DIRECTIONS FOR THIS TASK → Word for word, restate the lines from the one holding "Can you see the icicle" through the end of the data below, including both endpoints and nothing more.
......
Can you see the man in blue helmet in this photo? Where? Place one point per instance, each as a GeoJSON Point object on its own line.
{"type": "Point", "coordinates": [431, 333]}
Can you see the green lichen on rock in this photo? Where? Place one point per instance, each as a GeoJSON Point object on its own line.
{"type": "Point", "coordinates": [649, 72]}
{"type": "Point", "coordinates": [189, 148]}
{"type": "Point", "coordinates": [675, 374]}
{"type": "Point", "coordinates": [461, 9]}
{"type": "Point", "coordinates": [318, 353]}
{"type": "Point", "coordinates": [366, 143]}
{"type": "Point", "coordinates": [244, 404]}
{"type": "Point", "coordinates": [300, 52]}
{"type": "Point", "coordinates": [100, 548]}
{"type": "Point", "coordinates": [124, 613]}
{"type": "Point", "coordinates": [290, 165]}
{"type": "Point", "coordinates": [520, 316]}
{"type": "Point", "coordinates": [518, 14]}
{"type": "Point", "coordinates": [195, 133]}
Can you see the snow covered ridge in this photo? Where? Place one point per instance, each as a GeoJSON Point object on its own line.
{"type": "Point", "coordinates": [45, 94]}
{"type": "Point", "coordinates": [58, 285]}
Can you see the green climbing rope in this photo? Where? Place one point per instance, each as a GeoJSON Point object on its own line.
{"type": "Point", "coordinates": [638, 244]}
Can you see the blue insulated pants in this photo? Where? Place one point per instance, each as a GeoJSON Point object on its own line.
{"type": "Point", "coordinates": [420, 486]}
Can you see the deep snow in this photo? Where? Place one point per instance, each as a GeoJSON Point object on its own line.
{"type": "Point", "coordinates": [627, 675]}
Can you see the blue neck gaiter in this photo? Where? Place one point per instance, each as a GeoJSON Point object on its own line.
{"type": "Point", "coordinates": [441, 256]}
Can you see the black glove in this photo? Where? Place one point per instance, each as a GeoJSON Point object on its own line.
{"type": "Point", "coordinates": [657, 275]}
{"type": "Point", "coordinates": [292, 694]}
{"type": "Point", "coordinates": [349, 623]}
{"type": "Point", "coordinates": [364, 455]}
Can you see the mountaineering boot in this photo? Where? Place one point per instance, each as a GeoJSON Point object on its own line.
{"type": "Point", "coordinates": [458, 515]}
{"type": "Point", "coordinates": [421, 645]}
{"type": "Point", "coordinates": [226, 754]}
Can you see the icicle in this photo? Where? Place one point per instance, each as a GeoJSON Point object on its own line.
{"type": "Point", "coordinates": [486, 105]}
......
ANSWER TO THIS EXERCISE →
Can you see the icicle in this photo? Where? Place one point per instance, each as a GeoJSON Point object on its own line.
{"type": "Point", "coordinates": [486, 105]}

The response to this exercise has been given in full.